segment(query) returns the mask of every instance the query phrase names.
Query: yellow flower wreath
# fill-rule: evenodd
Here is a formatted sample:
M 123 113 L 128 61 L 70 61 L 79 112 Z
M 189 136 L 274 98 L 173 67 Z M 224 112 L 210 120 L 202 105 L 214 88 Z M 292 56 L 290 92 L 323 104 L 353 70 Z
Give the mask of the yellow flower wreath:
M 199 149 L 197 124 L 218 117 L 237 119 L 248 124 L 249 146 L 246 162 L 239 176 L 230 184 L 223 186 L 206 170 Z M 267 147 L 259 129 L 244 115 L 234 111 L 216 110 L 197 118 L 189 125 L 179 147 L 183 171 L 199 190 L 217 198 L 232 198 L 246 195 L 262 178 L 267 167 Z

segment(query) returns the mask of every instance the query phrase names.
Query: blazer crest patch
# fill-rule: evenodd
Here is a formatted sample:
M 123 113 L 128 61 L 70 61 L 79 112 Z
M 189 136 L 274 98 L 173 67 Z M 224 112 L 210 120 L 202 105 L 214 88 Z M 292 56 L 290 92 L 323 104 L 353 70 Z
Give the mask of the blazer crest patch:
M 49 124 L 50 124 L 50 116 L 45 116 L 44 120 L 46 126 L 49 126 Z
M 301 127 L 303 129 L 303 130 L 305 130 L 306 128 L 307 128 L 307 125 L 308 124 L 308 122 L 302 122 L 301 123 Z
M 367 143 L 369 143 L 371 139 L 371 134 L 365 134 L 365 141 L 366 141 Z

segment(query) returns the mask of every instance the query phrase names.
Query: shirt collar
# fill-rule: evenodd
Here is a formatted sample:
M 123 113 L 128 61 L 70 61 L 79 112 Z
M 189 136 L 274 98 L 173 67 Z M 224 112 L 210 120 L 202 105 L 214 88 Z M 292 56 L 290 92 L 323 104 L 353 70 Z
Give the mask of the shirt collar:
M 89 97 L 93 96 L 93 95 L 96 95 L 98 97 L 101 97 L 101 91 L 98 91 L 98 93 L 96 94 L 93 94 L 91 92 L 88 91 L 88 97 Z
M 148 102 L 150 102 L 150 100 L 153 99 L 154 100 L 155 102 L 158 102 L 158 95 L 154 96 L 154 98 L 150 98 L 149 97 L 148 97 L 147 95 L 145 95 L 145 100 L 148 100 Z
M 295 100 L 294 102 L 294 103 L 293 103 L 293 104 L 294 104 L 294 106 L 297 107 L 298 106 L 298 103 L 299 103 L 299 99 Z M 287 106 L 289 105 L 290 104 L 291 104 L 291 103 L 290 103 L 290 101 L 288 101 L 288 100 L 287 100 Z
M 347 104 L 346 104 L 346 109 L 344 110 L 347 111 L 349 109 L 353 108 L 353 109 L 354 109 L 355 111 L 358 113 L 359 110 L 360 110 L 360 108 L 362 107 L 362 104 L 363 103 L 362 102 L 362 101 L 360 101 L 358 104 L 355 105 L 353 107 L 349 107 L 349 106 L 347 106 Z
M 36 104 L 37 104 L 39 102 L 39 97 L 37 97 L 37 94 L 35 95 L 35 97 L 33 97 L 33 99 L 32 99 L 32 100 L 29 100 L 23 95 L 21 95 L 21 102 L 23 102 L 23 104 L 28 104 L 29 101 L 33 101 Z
________________________
**PROBLEM REQUIREMENTS:** Shift every coordinate in the answers by 17, adding 17 to each number. Write out again the lines above, requests included, starting with the first line and going on through the line with "M 199 149 L".

**RESPONSE TO THIS EXERCISE:**
segment(query) returns the mask of every instance the query phrase names.
Query: yellow flower wreath
# fill-rule: evenodd
Here is a formatted sample:
M 123 113 L 128 61 L 70 61 L 79 112 Z
M 189 136 L 274 98 L 173 67 Z M 224 112 L 210 120 L 202 105 L 214 88 Z M 292 56 L 290 92 L 323 104 L 353 70 Z
Give the mask of the yellow flower wreath:
M 216 166 L 214 141 L 235 134 L 254 136 L 265 141 L 266 163 L 263 179 L 256 193 L 247 201 L 240 203 L 223 187 Z M 284 164 L 276 146 L 261 132 L 251 128 L 233 127 L 214 135 L 206 142 L 196 164 L 200 188 L 216 207 L 234 215 L 249 215 L 263 212 L 279 195 L 284 184 Z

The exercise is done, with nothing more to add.